General information
- Location: Ceredigion Wales
- Coordinates: 52°12′36″N 4°11′35″W﻿ / ﻿52.2100°N 4.1931°W
- Grid reference: SN5020459163
- Platforms: 1

Other information
- Status: Disused

History
- Original company: Lampeter, Aberayron and New Quay Light Railway
- Pre-grouping: Lampeter, Aberayron and New Quay Light Railway
- Post-grouping: Great Western Railway

Key dates
- 12 May 1911: Station opened
- 12 February 1951: Station closed (last train)
- 7 May 1951: Station closed (official)
- 1963: Closed for goods traffic

Location

= Ciliau-Aeron Halt railway station =

Former railway station in Wales

Ciliau-Aeron Halt was a small railway station on the Aberayron branch of the Carmarthen to Aberystwyth Line in the Welsh county of Ceredigion serving the hamlet of Ciliau Aeron and the nearby estate of Tyglyn. Opened by the Lampeter, Aberayron and New Quay Light Railway, the branch to Aberayron diverged from the through line at Lampeter.

### WRITTEN TASKS
a) Answer these questions from the Ciliau-Aeron Halt text:
(i) On what date did the station open?
(ii) Which company ran the line after the grouping?
(iii) At which place did the branch to Aberayron diverge from the through line?
b) Please copy the part of the Ciliau-Aeron Halt text that opens with the words containing "- 1963: Closed" and closes with "line at Lampeter.". Keep every word and mark unchanged.

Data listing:
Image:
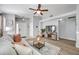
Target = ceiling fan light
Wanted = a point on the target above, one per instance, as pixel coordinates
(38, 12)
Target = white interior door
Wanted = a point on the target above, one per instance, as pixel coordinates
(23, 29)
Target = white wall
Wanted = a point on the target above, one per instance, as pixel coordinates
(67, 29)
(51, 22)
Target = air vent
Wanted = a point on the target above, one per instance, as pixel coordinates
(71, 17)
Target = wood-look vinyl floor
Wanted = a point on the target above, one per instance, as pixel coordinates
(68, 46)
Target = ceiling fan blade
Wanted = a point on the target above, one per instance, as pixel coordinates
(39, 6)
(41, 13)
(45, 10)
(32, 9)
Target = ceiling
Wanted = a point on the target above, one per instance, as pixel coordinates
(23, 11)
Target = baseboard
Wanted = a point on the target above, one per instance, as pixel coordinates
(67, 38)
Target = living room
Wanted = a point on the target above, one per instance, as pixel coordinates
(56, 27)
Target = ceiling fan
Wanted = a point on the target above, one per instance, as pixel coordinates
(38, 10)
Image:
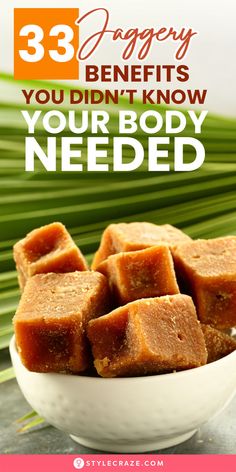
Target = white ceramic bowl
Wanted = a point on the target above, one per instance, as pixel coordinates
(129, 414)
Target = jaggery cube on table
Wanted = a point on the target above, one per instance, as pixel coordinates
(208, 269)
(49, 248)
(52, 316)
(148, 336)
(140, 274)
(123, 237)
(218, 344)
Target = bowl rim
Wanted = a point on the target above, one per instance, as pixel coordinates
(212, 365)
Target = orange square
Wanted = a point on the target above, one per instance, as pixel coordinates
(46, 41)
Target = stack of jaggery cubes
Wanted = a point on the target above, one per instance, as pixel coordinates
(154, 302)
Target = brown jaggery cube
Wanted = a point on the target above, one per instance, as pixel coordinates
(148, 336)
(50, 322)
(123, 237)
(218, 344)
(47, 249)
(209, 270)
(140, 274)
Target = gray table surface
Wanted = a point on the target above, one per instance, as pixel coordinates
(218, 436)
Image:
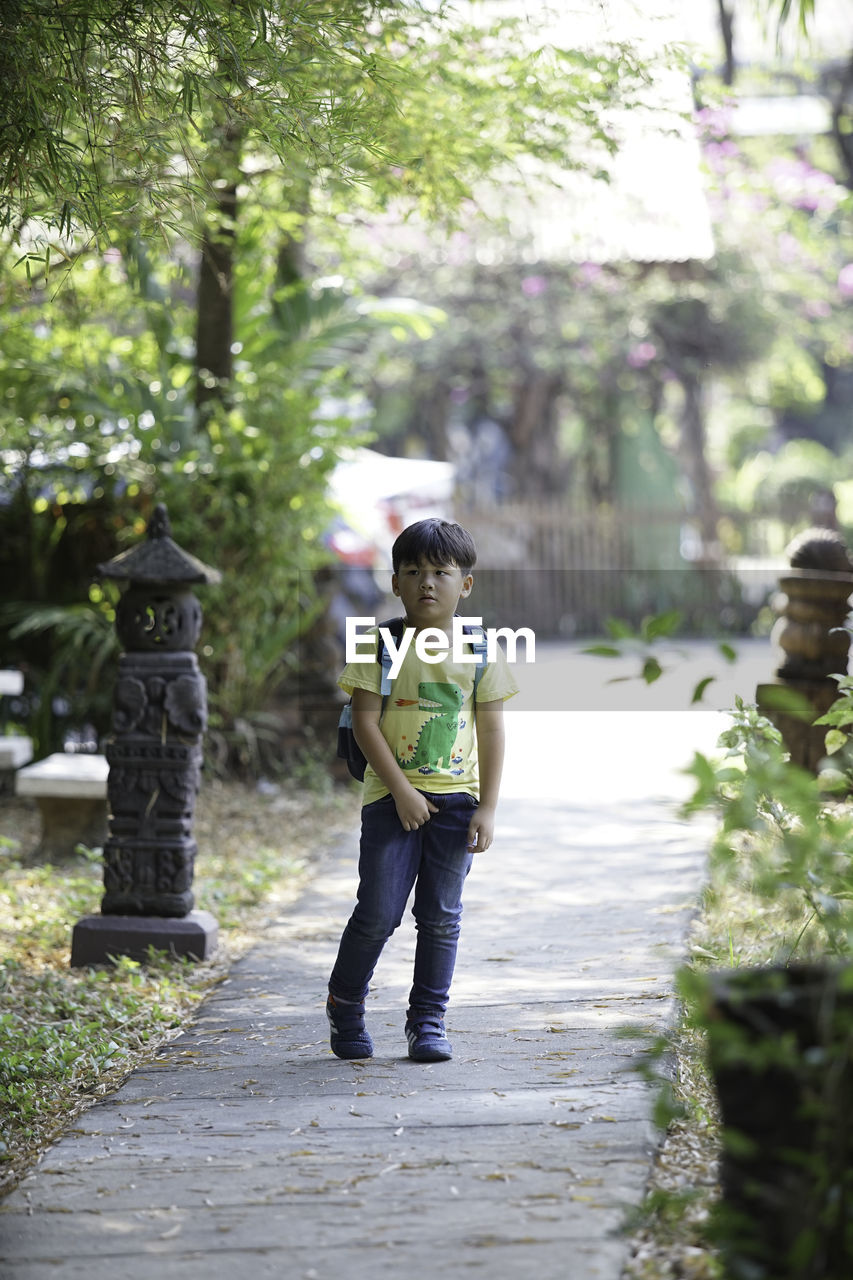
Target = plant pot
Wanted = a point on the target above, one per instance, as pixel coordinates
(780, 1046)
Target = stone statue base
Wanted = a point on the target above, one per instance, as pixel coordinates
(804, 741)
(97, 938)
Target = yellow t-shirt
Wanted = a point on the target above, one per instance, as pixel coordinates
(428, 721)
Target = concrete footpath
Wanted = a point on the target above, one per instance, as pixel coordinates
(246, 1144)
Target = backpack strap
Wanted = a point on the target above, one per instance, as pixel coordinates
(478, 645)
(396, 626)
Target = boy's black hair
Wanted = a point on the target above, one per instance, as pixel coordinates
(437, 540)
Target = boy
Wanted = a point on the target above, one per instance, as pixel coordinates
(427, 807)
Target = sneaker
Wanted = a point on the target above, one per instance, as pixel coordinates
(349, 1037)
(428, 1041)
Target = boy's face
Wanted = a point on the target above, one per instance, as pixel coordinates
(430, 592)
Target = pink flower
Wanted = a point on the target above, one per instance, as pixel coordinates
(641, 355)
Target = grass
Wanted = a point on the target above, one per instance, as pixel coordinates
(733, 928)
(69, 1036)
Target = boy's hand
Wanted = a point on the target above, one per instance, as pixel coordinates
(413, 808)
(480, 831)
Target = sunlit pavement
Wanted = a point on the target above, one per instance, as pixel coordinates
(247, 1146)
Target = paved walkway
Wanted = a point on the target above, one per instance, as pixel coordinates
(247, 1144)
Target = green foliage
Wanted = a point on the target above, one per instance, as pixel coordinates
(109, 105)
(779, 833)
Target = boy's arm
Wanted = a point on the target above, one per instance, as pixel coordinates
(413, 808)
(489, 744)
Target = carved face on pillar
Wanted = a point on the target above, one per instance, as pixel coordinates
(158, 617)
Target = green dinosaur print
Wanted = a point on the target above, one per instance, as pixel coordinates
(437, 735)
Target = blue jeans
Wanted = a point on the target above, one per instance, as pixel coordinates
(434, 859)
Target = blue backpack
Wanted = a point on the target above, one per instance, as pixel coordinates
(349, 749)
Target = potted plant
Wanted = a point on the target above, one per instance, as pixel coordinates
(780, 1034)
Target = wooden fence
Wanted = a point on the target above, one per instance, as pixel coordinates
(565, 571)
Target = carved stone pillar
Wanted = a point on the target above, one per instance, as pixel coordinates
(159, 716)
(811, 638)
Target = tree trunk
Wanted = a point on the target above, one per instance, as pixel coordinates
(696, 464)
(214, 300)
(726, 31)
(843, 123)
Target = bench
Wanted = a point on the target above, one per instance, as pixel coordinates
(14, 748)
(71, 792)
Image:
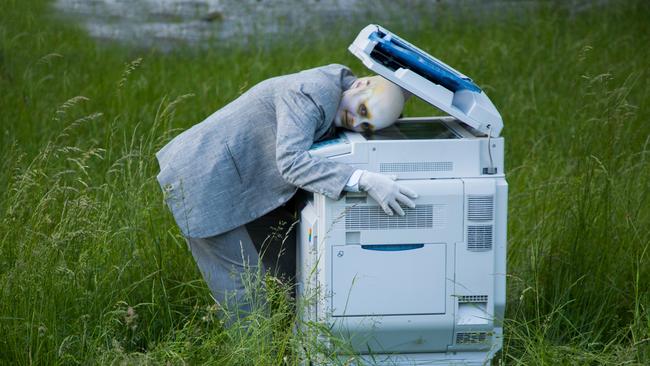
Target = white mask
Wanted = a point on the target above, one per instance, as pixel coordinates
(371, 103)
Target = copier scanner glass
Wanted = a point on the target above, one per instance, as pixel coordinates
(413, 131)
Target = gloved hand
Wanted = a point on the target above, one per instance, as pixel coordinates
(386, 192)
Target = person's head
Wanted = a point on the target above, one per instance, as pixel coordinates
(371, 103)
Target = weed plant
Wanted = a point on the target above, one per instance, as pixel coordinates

### RESPONSES
a)
(i) 12 May 1911
(ii) Great Western Railway
(iii) Lampeter

b)
- 1963: Closed for goods traffic

Location

= Ciliau-Aeron Halt railway station =

Former railway station in Wales

Ciliau-Aeron Halt was a small railway station on the Aberayron branch of the Carmarthen to Aberystwyth Line in the Welsh county of Ceredigion serving the hamlet of Ciliau Aeron and the nearby estate of Tyglyn. Opened by the Lampeter, Aberayron and New Quay Light Railway, the branch to Aberayron diverged from the through line at Lampeter.